> _WORK REQUIRED_: Find every line in the entries that holds the string "instance" and report it.

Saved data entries
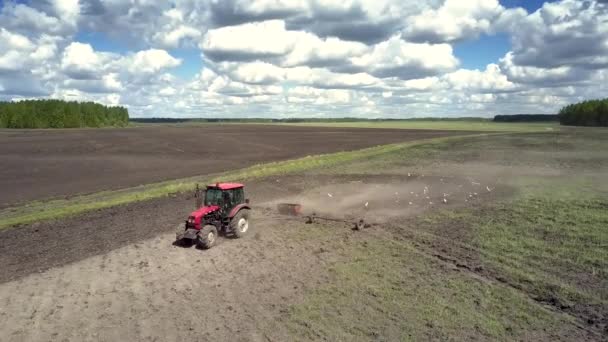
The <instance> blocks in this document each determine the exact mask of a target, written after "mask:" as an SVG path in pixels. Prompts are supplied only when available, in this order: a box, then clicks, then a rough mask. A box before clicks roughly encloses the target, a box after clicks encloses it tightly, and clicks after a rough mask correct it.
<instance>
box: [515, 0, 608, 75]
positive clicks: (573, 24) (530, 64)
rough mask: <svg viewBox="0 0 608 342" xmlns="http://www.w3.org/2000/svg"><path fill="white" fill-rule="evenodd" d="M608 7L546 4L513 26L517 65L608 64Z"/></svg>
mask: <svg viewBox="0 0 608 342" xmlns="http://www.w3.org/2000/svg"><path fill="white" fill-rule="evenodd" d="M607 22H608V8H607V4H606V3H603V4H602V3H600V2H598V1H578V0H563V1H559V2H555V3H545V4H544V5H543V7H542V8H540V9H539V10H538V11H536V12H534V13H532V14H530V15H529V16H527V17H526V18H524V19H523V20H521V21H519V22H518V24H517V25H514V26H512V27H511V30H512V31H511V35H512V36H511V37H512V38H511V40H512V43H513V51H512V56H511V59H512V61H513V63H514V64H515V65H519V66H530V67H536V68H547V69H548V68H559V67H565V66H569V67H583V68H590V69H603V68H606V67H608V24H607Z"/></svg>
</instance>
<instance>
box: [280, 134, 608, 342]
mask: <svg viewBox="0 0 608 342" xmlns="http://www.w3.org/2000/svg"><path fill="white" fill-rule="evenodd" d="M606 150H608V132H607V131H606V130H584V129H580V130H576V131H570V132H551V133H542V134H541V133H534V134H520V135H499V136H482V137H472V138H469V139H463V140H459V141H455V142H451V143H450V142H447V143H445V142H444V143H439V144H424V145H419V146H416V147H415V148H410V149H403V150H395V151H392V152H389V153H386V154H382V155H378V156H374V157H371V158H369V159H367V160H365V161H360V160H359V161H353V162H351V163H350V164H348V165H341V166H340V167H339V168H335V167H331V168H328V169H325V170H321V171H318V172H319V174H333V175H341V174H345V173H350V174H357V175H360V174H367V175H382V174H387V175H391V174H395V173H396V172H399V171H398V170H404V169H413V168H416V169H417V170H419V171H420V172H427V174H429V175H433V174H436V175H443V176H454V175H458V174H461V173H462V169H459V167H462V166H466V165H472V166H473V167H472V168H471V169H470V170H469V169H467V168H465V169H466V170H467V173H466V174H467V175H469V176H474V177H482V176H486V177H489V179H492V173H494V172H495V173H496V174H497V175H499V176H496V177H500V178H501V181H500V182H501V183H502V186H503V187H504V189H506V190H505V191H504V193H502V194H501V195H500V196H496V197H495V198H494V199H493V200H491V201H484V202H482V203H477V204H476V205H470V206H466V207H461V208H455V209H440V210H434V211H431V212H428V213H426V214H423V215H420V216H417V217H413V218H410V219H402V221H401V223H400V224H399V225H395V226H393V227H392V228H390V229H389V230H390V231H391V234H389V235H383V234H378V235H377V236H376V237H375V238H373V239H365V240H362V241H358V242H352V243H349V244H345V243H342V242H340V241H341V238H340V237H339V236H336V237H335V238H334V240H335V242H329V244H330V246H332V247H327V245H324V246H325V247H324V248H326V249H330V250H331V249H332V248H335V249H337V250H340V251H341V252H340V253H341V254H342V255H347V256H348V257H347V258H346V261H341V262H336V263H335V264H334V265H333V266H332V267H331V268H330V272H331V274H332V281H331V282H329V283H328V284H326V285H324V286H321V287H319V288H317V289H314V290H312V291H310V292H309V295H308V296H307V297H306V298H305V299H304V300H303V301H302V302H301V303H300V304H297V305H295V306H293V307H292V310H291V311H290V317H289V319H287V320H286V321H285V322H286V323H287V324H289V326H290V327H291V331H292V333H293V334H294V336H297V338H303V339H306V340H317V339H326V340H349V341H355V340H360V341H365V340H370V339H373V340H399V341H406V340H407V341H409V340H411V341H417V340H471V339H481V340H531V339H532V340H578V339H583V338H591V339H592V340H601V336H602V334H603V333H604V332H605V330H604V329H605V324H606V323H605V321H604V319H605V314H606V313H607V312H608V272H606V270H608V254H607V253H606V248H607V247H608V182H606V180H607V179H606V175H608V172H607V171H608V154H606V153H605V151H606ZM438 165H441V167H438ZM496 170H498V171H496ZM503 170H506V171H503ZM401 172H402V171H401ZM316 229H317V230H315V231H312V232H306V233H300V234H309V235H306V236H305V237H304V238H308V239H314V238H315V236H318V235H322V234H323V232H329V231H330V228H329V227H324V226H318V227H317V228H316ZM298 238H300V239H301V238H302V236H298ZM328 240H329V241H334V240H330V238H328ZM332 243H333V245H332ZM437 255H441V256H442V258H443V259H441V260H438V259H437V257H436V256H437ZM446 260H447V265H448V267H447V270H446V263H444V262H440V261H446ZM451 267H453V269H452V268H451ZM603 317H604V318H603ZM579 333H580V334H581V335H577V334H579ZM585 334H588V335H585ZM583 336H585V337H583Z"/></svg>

> _SOLUTION_:
The <instance> blocks in this document each determine the exact mask of a target, written after "mask:" as an SVG path in pixels. Prompts are supplied only when available, in this order: a box, then clicks, then a rough mask. A box before clicks roughly encloses the target, a box after clicks encloses it tightly, and clicks after a rough mask correct it.
<instance>
</instance>
<instance>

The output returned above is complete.